**Excerpt provided**

A safety device brings the blade of a power mower from an initial angular speed of \(\omega_{1}\) to rest in 1.00 revolution. At the same constant acceleration, how many revolutions would it take the blade to come to rest from an initial angular speed \(\omega_{3}\) that was three times as great, \(\omega_{3}=3 \omega_{1} ?\)

Short Answer

Expert verified
The blade with three times the initial speed will come to rest after completing 9 revolutions.

Step by step solution

01

Setup the known parameters

Given that the initial angular speed is \(\omega_{1}\), and the blade comes to rest (i.e final angular speed, \(\omega_{2}= 0\)) in 1.00 revolution (which is \(\Theta_{1} = 2 \pi\) radians). The problem also mentions the blade coming to rest from an initial angular speed which was thrice as great (\(\omega_{3}\) = 3\(\omega_{1}\)). We need to find \(\Theta_{3}\), the angular displacement when the blade has the initial speed of \(\omega_{3}\)
02

Use the angular kinematic equation

The first scenario gives us the angular deceleration (\(\alpha_{1}\)). We can find this by using the angular kinematic equation \(\omega_{2}^{2} = \omega_{1}^{2} + 2\alpha_{1}\Theta_{1}\). From this, we can determine the angular deceleration, \(\alpha_{1} = \(\frac{\omega_{2}^{2} - \omega_{1}^{2}}{2\Theta_{1}}\)
03

Substitute in the known values

Substituting given values, we get \(\alpha_{1} = \(\frac{0^{2} - \omega_{1}^{2}}{2(2 \pi)}\). Simplifying, we get \(\alpha_{1} = -\frac{\omega_{1}^{2}}{4 \pi}\)
04

Find the angular displacement (\(\Theta_{3}\)) for \(\omega_{3}\)

**Data supplied**
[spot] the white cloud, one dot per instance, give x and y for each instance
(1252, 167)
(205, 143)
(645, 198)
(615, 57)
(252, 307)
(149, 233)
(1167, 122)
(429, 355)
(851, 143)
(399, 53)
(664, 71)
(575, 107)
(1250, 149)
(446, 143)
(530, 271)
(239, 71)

**Problems to solve**
1. Write out the mower blade passage from "A safety device" to "completing 9 revolutions.", word for word.
2. Extract every line of the records and reproduce each one without any change.
The mower blade passage and the records have no connection to each other.

**Set of answers**
1.
A safety device brings the blade of a power mower from an initial angular speed of \(\omega_{1}\) to rest in 1.00 revolution. At the same constant acceleration, how many revolutions would it take the blade to come to rest from an initial angular speed \(\omega_{3}\) that was three times as great, \(\omega_{3}=3 \omega_{1} ?\)

Short Answer

Expert verified
The blade with three times the initial speed will come to rest after completing 9 revolutions.

2.
[spot] the white cloud, one dot per instance, give x and y for each instance
(1252, 167)
(205, 143)
(645, 198)
(615, 57)
(252, 307)
(149, 233)
(1167, 122)
(429, 355)
(851, 143)
(399, 53)
(664, 71)
(575, 107)
(1250, 149)
(446, 143)
(530, 271)
(239, 71)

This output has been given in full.